**ITEMS**
━━━━━━━━━━━━━━━━

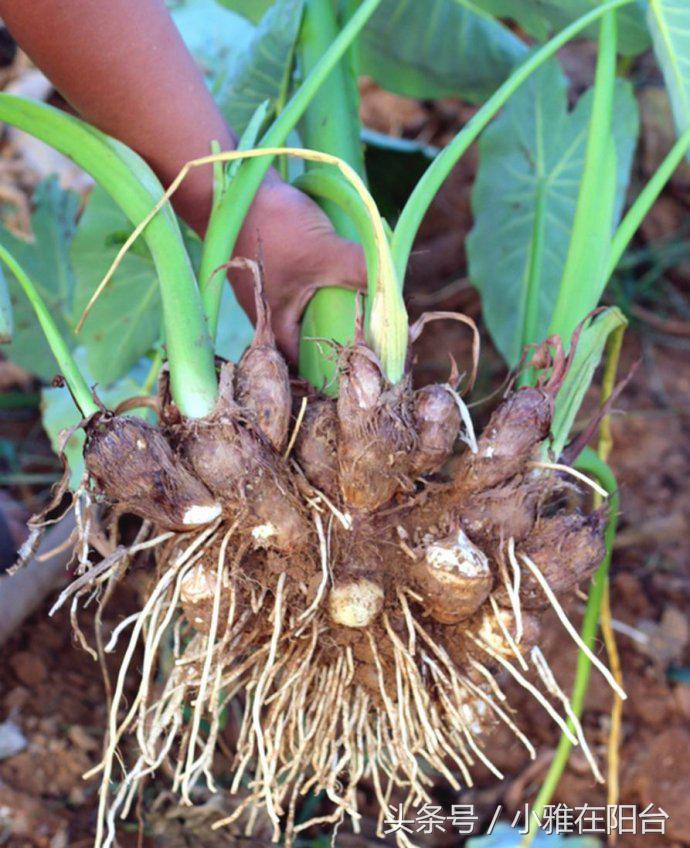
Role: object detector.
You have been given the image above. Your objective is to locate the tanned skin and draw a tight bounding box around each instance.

━━━━━━━━━━━━━━━━

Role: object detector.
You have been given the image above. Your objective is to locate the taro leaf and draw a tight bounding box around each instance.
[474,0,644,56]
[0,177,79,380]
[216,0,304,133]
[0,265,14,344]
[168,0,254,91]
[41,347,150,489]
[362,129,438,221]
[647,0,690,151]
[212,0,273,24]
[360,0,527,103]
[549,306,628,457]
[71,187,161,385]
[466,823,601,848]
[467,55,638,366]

━━━━━━━━━━━━━━━━

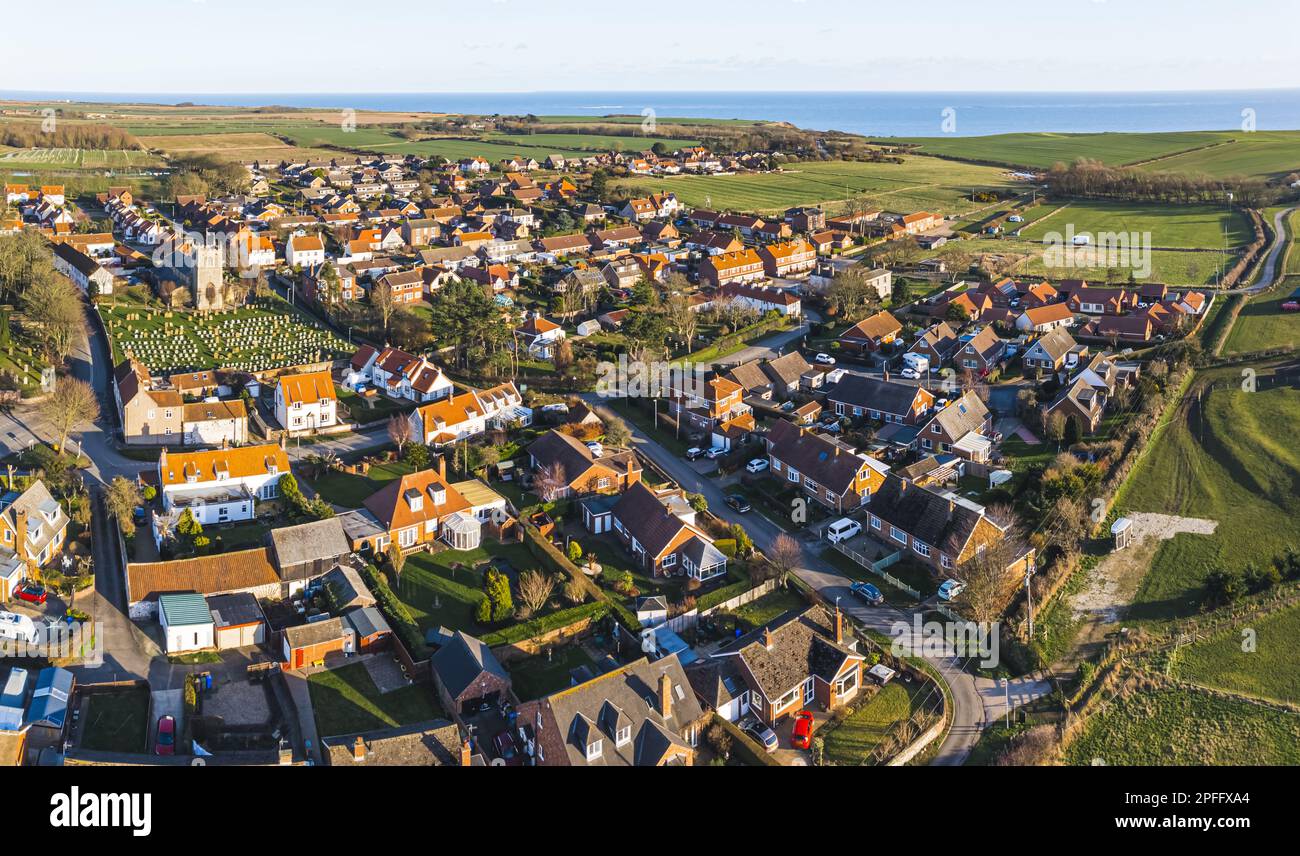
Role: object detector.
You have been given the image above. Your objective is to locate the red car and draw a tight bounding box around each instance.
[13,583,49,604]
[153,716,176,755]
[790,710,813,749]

━━━━━━━━━━━━━━━━

**STATED GOAL**
Which lines in the items above contain the word "instance"? Return each of them in full.

**RESPONSE**
You have been given the image above. Your objective is to locate the tanned skin and draw a tight bounding box around each instance.
You have been given the image above. Your objective is to locate the taro leaf and draw a tight bounding box around each instance.
You have been given the image above. Your objective is to locate the red car and draw a tight bounding box around each instance.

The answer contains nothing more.